Your instructions » Rescale the records starting at the line containing "If you could mark the window" and ending at the last line of the records. Write out each of those lines again, requests included, with every coordinate in the answers multiplied by 1.25 and rounded to a whole number, halves rounded up.

## begin Data entries

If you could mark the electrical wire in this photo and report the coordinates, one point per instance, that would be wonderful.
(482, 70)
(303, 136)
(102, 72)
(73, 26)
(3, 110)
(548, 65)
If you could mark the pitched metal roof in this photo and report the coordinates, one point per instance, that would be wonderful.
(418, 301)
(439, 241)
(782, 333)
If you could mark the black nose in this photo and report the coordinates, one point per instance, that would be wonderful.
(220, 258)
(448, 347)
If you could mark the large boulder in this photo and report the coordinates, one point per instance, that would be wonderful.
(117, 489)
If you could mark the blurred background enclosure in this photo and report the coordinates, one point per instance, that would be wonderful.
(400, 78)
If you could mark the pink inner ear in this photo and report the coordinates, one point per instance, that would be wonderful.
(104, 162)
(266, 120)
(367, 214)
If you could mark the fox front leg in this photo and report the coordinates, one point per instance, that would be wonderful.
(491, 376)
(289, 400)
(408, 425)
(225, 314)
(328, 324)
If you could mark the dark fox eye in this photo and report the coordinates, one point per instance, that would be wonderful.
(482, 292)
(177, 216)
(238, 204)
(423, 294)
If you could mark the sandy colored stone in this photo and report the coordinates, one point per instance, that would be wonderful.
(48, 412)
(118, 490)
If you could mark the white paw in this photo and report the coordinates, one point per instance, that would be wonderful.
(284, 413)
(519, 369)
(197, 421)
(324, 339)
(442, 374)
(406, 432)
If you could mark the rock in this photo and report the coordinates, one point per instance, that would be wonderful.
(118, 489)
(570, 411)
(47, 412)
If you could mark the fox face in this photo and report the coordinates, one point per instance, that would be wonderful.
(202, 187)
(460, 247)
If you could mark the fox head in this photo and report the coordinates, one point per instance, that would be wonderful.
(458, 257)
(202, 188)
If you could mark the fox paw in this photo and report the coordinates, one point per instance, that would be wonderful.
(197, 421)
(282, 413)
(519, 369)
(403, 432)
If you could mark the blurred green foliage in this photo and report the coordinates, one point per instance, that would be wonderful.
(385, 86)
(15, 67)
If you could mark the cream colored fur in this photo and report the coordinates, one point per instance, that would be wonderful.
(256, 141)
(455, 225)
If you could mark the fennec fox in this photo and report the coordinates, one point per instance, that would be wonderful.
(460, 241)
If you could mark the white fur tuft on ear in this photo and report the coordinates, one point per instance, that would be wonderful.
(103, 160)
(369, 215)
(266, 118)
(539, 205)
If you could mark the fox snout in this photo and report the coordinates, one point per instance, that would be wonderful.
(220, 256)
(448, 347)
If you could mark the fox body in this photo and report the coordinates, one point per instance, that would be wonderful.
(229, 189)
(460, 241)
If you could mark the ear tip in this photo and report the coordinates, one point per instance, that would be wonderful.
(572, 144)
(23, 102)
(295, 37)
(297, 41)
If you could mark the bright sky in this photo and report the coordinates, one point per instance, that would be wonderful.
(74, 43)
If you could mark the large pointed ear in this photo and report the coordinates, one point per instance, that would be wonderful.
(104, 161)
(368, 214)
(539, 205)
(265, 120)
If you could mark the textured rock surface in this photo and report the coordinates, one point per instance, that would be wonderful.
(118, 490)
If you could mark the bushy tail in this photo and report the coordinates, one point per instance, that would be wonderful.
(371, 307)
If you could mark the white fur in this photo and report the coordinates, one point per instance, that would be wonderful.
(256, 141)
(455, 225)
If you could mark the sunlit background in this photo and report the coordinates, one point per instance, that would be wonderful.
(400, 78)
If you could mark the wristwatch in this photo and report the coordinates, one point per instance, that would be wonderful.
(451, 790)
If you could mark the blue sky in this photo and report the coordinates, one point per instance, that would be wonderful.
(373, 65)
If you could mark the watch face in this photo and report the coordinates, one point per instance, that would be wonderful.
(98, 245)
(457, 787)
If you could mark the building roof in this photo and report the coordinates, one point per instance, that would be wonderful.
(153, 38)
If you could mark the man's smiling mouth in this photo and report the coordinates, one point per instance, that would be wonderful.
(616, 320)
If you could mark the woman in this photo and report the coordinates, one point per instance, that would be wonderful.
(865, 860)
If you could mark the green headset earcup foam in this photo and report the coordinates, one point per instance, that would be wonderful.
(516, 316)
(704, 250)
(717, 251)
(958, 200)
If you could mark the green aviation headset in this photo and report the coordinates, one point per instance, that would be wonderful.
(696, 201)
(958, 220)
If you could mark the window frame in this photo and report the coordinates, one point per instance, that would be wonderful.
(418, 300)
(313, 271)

## end Data entries

The output »
If you could mark the window frame in this photo and report the coordinates, one point per instance, that would be wonderful.
(523, 375)
(391, 339)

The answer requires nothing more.